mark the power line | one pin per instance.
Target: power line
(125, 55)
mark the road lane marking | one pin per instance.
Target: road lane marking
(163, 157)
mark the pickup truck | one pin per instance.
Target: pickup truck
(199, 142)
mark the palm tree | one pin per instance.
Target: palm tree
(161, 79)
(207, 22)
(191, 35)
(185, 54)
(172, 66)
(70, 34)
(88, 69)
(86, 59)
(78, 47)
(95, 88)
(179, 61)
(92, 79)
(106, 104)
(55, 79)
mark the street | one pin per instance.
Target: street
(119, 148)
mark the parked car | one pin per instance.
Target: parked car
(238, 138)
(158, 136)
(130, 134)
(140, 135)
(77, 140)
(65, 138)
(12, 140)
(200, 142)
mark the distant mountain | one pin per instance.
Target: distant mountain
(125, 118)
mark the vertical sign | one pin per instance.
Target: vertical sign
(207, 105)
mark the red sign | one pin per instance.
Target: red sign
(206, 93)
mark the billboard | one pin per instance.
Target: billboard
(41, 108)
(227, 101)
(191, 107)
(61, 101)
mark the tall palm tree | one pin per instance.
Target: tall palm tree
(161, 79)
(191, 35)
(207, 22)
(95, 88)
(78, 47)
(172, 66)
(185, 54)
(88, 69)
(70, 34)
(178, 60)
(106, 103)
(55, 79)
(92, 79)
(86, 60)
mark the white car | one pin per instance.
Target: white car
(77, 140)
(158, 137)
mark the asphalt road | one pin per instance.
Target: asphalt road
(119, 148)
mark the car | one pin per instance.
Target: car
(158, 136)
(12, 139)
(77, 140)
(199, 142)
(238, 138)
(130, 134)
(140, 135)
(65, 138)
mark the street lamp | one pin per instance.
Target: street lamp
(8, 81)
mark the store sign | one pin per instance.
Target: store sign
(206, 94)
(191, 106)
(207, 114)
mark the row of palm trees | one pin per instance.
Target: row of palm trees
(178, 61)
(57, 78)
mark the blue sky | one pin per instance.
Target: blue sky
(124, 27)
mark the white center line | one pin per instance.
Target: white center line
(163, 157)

| What to produce |
Every line of the material above must be set down again exactly.

| Response |
mark the power line | one pin per instance.
Target: power line
(125, 55)
mark the road lane marking | one pin per instance.
Target: road lane marking
(163, 157)
mark the pickup truck | one pin per instance.
Target: pickup truck
(199, 142)
mark the palm tree | one pin per instance.
Target: palm tree
(161, 79)
(207, 22)
(191, 35)
(185, 54)
(172, 66)
(70, 34)
(88, 69)
(86, 59)
(78, 47)
(95, 88)
(179, 61)
(92, 79)
(106, 104)
(55, 79)
mark the street | one pin per instance.
Target: street
(119, 148)
mark the parked car | one pin per instance.
Target: parked car
(238, 138)
(158, 136)
(130, 134)
(140, 135)
(77, 140)
(65, 138)
(12, 140)
(200, 142)
mark the distant mountain | one pin per instance.
Target: distant mountain
(125, 118)
mark the vertical sign | one pin per instance.
Target: vertical sign
(207, 105)
mark the red sign | one pin per instance.
Target: red sign
(206, 93)
mark the billboard | one pin per instance.
Target: billboard
(41, 108)
(227, 101)
(191, 107)
(61, 101)
mark the tall palm tree | one pin per instance.
Target: tall palm tree
(161, 79)
(191, 35)
(207, 22)
(95, 88)
(78, 47)
(172, 66)
(185, 54)
(88, 69)
(70, 34)
(178, 60)
(106, 103)
(55, 79)
(92, 79)
(86, 60)
mark the white car | one pin per instance.
Target: white car
(77, 140)
(158, 137)
mark the asphalt road | one pin per instance.
Target: asphalt road
(119, 148)
mark the car | one pin per instance.
Target: car
(158, 136)
(12, 139)
(77, 140)
(199, 142)
(238, 138)
(130, 134)
(140, 135)
(65, 138)
mark the street lamp | one pin per instance.
Target: street lamp
(8, 81)
mark the store sign | one pin per instance.
Target: store sign
(206, 94)
(191, 106)
(207, 114)
mark the row of palm trees | one pin per instance.
Target: row of palm trees
(178, 61)
(57, 78)
mark the blue sky | one pin per instance.
Target: blue sky
(124, 27)
mark the white center line | one pin per instance.
Target: white center line
(163, 157)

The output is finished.